**PROBLEM TO SOLVE**.
Format the items from the line containing "of the tiled" down to the line containing "[(1033, 408)]", both ends included, as a two-column CSV with the headers text and answer. Give one row per item, put each field in double quotes, and turn line breaks into spaces.

Items from a point labeling set
************
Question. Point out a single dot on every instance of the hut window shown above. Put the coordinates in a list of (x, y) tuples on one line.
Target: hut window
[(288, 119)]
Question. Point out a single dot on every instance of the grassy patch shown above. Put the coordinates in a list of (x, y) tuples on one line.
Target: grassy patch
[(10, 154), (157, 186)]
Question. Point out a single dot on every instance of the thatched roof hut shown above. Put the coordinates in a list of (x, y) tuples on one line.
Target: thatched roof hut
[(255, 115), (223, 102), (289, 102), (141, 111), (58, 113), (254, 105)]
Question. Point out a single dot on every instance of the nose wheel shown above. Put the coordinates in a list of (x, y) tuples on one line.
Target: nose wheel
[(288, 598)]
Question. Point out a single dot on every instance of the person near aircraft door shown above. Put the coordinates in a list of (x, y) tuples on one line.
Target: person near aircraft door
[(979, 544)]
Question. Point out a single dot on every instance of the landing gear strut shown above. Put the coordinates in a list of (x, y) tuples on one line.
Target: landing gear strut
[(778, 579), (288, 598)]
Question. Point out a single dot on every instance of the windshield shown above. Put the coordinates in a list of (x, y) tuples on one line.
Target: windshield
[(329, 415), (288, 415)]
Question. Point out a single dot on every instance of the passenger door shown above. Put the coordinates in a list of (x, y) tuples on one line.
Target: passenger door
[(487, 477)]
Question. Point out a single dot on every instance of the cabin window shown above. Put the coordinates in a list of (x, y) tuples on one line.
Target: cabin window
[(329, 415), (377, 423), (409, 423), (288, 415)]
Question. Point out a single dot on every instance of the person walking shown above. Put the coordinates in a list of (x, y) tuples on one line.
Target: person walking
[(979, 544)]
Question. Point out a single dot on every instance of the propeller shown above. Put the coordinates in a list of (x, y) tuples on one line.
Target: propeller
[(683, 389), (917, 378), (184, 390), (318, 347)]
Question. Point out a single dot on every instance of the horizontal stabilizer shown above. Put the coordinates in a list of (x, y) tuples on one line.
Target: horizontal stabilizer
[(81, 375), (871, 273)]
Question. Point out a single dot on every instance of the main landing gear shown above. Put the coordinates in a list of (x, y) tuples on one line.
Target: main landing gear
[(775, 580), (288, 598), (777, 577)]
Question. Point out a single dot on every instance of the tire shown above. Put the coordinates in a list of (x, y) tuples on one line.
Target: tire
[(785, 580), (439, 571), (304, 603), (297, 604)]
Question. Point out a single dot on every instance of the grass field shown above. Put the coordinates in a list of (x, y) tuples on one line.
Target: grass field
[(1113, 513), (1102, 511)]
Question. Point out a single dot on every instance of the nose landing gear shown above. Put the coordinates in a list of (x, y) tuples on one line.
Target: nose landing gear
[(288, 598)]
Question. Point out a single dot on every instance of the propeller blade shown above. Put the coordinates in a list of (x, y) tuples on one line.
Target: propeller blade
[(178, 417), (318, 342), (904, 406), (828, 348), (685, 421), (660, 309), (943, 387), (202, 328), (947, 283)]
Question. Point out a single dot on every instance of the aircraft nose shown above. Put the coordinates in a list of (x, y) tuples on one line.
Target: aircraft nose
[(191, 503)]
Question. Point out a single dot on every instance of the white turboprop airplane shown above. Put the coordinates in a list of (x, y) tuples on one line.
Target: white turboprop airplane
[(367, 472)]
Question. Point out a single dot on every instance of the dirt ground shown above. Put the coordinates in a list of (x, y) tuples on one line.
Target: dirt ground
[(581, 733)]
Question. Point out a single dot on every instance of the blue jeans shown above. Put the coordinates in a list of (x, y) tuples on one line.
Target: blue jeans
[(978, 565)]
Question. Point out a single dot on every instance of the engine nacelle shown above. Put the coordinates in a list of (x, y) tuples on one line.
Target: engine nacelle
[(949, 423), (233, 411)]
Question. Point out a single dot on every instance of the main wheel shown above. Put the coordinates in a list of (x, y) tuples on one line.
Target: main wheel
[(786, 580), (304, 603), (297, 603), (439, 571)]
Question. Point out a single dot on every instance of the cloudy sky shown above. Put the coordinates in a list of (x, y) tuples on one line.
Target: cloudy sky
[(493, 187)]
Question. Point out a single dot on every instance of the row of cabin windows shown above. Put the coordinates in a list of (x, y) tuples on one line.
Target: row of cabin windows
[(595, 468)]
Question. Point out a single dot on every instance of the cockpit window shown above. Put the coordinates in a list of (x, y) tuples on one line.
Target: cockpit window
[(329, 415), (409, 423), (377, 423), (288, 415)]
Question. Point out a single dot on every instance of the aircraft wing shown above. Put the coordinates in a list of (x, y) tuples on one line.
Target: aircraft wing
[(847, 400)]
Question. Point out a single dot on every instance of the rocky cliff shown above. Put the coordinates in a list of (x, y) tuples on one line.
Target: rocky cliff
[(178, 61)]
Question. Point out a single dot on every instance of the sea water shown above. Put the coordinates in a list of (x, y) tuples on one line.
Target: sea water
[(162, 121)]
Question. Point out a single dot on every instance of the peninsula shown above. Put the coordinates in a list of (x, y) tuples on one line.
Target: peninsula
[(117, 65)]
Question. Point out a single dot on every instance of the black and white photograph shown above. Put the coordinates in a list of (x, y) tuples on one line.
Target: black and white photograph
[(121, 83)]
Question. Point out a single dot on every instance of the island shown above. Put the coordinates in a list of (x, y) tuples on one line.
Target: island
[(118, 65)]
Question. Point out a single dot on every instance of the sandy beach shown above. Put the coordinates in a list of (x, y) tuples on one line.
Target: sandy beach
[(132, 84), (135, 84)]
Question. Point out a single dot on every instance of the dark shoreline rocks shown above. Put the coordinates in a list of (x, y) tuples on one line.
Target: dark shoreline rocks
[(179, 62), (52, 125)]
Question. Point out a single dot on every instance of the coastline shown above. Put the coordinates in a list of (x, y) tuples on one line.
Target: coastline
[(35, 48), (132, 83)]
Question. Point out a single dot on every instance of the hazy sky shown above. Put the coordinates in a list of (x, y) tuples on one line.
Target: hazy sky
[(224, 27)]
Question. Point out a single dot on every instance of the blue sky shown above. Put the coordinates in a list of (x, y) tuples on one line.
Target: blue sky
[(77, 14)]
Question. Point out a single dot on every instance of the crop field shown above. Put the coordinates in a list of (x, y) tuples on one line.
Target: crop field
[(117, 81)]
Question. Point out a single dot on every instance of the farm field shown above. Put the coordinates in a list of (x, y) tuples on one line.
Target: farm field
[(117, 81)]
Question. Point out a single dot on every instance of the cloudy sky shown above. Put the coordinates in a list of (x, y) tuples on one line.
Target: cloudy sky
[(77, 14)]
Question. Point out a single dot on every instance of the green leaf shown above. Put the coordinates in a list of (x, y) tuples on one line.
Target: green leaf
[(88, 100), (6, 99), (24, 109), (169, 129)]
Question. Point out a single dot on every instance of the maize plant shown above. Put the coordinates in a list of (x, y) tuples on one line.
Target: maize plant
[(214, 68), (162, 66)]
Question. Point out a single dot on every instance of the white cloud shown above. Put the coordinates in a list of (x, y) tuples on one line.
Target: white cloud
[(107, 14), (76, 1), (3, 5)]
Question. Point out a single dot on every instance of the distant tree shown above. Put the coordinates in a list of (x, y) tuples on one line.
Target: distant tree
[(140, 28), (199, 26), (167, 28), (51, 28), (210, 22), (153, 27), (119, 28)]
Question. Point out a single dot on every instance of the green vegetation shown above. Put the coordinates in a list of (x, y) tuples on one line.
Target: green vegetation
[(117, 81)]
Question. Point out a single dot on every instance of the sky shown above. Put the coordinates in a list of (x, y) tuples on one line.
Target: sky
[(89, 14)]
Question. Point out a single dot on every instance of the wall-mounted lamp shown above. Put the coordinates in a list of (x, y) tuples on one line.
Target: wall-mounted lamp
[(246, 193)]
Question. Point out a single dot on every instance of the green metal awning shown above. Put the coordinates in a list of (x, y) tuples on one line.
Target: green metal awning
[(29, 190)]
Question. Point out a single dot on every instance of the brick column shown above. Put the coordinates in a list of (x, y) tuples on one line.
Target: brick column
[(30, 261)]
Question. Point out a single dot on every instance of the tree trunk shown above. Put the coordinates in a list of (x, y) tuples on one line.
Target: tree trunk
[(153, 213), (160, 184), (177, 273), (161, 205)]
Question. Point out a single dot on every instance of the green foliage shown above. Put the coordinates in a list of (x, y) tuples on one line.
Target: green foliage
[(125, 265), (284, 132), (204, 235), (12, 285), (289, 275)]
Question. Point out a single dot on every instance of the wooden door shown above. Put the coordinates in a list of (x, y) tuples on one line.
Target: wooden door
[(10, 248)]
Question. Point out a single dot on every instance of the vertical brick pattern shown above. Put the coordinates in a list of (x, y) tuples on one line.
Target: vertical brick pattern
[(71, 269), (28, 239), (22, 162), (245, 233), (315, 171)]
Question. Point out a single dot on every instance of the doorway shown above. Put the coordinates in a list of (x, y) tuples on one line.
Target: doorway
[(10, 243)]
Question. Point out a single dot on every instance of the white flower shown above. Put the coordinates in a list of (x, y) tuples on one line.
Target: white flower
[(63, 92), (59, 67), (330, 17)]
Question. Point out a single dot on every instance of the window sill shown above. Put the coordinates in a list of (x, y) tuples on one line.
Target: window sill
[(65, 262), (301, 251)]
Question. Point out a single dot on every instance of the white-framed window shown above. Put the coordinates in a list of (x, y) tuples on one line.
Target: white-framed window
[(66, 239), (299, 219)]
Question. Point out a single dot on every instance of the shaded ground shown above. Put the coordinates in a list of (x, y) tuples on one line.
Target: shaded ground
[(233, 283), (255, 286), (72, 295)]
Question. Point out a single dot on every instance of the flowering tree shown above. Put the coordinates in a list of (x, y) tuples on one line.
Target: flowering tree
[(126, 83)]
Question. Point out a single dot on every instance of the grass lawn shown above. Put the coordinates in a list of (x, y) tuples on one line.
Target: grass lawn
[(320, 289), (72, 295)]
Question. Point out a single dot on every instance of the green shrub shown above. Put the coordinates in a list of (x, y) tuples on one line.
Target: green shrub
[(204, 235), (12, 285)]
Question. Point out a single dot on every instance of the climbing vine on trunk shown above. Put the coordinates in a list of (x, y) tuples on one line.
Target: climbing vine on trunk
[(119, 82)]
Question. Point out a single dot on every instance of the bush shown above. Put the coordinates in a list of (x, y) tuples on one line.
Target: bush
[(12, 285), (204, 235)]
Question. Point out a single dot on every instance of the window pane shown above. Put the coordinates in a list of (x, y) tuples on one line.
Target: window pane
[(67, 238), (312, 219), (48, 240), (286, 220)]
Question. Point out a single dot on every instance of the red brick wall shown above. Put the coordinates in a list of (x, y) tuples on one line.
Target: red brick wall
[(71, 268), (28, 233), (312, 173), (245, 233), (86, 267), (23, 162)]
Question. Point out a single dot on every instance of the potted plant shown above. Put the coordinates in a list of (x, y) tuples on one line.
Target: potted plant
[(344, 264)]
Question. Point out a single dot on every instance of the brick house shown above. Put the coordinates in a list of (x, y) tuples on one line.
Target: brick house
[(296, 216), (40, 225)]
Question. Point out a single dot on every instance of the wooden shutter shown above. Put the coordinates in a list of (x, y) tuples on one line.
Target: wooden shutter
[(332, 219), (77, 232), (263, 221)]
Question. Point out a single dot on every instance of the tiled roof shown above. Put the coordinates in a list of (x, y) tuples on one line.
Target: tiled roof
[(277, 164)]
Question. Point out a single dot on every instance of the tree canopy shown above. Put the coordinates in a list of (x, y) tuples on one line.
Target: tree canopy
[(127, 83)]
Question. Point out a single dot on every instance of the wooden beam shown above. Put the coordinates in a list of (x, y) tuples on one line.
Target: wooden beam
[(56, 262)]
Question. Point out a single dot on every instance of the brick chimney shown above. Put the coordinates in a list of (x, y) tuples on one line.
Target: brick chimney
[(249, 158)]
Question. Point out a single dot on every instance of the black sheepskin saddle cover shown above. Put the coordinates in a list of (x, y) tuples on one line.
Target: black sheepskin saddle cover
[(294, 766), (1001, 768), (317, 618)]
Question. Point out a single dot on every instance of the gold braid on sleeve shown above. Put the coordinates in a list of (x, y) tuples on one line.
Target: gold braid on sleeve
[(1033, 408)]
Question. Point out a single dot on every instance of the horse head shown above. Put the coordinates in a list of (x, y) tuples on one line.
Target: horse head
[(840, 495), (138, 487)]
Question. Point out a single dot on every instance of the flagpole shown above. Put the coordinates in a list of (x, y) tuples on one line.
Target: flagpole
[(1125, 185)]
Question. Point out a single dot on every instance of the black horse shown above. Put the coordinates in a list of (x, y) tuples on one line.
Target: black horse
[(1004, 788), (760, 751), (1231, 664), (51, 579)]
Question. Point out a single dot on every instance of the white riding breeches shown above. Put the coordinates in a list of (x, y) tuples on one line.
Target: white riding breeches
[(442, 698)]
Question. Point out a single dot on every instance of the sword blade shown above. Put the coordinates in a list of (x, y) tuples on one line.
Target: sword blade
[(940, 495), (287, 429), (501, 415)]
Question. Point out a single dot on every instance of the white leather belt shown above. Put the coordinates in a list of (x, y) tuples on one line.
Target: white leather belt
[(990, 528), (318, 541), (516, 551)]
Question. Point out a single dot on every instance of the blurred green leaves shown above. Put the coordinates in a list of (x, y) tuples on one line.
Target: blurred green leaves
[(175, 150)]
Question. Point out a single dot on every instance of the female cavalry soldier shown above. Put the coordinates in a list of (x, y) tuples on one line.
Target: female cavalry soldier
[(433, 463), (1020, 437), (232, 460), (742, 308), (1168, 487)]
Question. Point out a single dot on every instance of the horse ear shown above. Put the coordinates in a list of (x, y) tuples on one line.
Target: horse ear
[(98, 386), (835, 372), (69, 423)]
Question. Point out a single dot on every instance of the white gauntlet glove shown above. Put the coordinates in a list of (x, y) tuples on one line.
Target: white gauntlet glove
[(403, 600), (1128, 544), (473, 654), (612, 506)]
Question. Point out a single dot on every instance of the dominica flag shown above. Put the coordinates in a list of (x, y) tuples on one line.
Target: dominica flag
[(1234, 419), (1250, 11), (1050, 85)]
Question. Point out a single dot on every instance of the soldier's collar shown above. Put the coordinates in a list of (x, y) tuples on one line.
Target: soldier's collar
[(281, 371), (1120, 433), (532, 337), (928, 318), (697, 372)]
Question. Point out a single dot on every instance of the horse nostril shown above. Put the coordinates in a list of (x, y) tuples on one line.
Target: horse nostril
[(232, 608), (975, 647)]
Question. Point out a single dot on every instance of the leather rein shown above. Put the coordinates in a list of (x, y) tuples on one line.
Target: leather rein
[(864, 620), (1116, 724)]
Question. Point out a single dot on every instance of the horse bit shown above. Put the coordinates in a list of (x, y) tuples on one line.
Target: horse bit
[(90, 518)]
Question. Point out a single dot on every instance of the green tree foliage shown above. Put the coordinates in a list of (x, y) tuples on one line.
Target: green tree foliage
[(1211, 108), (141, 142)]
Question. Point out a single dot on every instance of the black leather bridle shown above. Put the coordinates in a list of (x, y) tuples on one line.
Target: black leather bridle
************
**RESPONSE BELOW**.
text,answer
"Question. Point out a single dot on every instance of the tiled roof shown above. Put the coordinates in a list of (x, y) tuples on one line. Target: tiled roof","[(277, 164)]"
"Question. Point out a single dot on every instance of the tree canopy shown above. Put the coordinates in a list of (x, y) tuples on one line. Target: tree canopy","[(127, 83)]"
"Question. Point out a single dot on every instance of the wooden beam shown above. Put the coordinates in a list of (x, y) tuples on one line. Target: wooden beam","[(56, 262)]"
"Question. Point out a single dot on every instance of the brick chimney shown above. Put the coordinates in a list of (x, y) tuples on one line. Target: brick chimney","[(249, 158)]"
"Question. Point out a single dot on every instance of the black sheepskin saddle cover shown above. Put the coordinates in a list of (x, y) tuples on one line. Target: black sheepskin saddle cover","[(294, 766), (1001, 768), (317, 618)]"
"Question. Point out a single dot on every instance of the gold braid on sleeve shown above. Put the coordinates in a list of (x, y) tuples on one line. Target: gold braid on sleeve","[(1033, 408)]"